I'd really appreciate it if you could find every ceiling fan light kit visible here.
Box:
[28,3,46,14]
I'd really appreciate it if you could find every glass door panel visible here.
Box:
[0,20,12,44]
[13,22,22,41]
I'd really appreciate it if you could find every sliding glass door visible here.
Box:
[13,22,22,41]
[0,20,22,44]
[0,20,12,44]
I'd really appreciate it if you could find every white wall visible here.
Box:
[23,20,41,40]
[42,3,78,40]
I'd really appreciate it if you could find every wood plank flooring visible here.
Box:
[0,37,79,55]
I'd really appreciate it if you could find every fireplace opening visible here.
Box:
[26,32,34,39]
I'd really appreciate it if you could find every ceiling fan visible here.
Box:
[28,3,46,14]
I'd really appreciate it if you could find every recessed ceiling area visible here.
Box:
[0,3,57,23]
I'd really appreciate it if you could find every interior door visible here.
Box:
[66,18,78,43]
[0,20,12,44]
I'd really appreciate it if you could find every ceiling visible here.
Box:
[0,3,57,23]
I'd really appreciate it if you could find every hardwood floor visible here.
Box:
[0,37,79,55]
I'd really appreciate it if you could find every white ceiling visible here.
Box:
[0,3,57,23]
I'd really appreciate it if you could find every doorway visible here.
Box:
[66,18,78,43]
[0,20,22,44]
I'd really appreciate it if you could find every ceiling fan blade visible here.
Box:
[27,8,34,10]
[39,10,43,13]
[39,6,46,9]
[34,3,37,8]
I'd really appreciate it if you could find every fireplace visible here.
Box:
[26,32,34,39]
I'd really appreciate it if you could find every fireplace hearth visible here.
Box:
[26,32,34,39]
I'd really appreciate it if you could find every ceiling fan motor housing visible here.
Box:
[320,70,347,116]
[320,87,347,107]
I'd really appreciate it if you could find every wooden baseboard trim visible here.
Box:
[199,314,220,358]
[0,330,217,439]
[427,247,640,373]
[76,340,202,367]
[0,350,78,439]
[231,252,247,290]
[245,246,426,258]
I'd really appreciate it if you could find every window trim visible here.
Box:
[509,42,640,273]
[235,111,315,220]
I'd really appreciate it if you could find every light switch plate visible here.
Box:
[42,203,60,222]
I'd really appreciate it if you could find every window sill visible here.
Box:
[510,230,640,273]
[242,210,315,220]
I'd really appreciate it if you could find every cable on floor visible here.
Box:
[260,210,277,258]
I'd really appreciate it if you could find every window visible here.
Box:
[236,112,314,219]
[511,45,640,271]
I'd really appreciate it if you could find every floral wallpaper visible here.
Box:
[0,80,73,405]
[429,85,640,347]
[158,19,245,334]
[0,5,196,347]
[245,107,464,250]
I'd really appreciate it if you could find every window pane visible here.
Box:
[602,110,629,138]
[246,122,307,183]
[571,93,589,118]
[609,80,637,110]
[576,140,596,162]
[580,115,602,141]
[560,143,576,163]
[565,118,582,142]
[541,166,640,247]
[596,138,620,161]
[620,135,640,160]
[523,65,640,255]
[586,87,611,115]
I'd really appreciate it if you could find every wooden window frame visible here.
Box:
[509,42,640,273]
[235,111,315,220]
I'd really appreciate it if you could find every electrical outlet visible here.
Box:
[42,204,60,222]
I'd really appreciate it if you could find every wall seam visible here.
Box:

**Problem requirements:**
Rescale the records from the line that has "I'd really appreciate it if you could find every light" through the end of the records, both ends included. Write these lines out again, requests included, with every bounding-box coordinate multiplied by 0.7 and rounded to a whole number, halves rounded up.

**Written solution:**
I'd really appreciate it if you could find every light switch plate visible here.
Box:
[29,142,42,155]
I'd really appreciate it if you could find every window sill visible here.
Box:
[357,161,448,191]
[169,147,221,154]
I'd really appreciate it if you could find every cable on floor visible here.
Box:
[182,147,194,181]
I'd really appreciate it if you could find every window visible here.
Box:
[165,78,220,153]
[358,32,448,190]
I'd really appreciate it if you could find every floral wallpaper visible here.
Box:
[0,56,51,284]
[300,60,448,243]
[111,13,172,234]
[0,4,137,243]
[172,75,325,175]
I'd really appreciate it if you could find every window pane visible here.
Box:
[421,77,440,97]
[172,85,215,128]
[400,65,412,83]
[426,56,446,77]
[403,98,417,113]
[406,81,421,99]
[392,100,403,114]
[396,83,407,99]
[379,116,448,173]
[417,97,434,113]
[434,95,448,112]
[366,46,448,179]
[410,61,428,81]
I'd really appreciate it if you could find every wooden window frame visible here.
Box:
[356,29,448,191]
[165,78,221,154]
I'd really appreciate it if you could find every electrical outlet visible here.
Box:
[29,143,42,155]
I'd really appreciate it if you could find every wall seam visible here.
Box:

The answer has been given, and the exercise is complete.